The framework defaults

Each framework picks one of these by default:

Framework Default for Linear/Dense
PyTorch Kaiming-uniform on weight; uniform \pm 1/\sqrt{\text{fan-in}} on bias
Flax (JAX) LeCun-normal (~Kaiming for \tanh)
Keras (TF) Glorot-uniform
MXNet Uniform \pm 0.07 (legacy; you should override)

Bottom line: every modern framework picks something fan-in/fan-out aware. You can usually leave it alone. Override when you need a non-standard scheme.

Setup

from d2l import jax as d2l
from flax import linen as nn
import jax
from jax import numpy as jnp
net = nn.Sequential([nn.Dense(8), nn.relu, nn.Dense(1)])
X = jax.random.uniform(d2l.get_key(), (2, 4))
params = net.init(d2l.get_key(), X)
net.apply(params, X).shape
(2, 1)

The universal pattern: net.apply(fn)

----

TASK 1 -
Answer these questions about the passage on framework initialization defaults:
(a) Which scheme does Keras use by default for Dense layers?
(b) How many units does the first Dense layer in the setup code have?
(c) What shape does the setup code print?
TASK 2 -
Can you carry on the passage on framework initialization defaults from where it stops?

Collected data:
----

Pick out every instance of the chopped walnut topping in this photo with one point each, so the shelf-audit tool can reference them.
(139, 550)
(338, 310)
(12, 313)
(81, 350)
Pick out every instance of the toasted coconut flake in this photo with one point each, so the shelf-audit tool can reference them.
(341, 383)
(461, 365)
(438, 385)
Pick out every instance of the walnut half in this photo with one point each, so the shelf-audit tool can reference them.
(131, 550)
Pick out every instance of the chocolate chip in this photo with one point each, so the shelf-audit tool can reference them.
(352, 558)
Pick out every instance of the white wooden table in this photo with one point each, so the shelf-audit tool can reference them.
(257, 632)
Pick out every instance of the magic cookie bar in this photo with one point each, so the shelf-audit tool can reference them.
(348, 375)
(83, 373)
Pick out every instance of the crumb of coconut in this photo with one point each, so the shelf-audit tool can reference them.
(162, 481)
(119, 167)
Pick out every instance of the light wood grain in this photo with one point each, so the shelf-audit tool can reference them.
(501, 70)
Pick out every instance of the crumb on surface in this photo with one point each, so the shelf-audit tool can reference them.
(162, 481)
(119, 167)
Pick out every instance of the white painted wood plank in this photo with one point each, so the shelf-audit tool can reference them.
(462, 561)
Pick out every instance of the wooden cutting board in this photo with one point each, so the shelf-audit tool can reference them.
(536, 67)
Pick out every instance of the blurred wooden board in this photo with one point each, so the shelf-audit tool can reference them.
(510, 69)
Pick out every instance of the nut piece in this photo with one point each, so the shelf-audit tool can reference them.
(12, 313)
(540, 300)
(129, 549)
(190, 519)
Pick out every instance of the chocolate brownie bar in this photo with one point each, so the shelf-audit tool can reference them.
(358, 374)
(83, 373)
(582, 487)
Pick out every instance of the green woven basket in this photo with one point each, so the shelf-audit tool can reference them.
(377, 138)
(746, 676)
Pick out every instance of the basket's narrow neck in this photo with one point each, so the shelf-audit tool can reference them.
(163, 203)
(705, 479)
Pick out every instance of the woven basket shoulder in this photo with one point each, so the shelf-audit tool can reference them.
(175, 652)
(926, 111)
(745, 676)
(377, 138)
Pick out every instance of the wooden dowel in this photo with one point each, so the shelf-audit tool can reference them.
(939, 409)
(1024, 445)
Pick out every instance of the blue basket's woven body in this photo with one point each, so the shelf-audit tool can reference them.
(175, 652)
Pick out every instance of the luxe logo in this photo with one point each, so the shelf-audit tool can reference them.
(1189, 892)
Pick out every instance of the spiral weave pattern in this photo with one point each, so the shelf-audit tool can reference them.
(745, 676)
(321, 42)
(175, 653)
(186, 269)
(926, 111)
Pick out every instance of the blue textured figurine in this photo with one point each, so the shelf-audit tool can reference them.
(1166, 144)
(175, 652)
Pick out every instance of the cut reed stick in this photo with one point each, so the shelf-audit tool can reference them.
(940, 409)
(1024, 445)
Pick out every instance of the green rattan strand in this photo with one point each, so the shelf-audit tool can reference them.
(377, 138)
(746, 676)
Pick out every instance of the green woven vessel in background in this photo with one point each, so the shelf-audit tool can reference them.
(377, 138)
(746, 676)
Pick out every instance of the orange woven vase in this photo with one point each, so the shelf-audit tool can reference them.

----

TASK OUTPUT 1 -
(a) Glorot-uniform
(b) 8
(c) (2, 1)

TASK OUTPUT 2 -
Override the default by walking the module tree and applying an initializer to each leaf module. PyTorch: net.apply(fn) calls fn(module) recursively for every submodule:

weight_init = nn.initializers.normal(0.01)
bias_init = nn.initializers.zeros

net = nn.Sequential([nn.Dense(8, kernel_init=weight_init, bias_init=bias_init),
                     nn.relu,
                     nn.Dense(1, kernel_init=weight_init, bias_init=bias_init)])

params = net.init(d2l.get_key(), X)
layer_0 = params['params']['layers_0']
layer_0['kernel'][:, 0], layer_0['bias'][0]
(Array([ 0.00390247, -0.00536502,  0.01318502,  0.01437083], dtype=float32),
 Array(0., dtype=float32))

Constants are an anti-pattern (kills symmetry-breaking) but illustrate the API:

weight_init = nn.initializers.constant(1)

net = nn.Sequential([nn.Dense(8, kernel_init=weight_init, bias_init=bias_init),
                     nn.relu,
                     nn.Dense(1, kernel_init=weight_init, bias_init=bias_init)])

params = net.init(d2l.get_key(), X)
layer_0 = params['params']['layers_0']
layer_0['kernel'][:, 0], layer_0['bias'][0]
(Array([1., 1., 1., 1.], dtype=float32), Array(0., dtype=float32))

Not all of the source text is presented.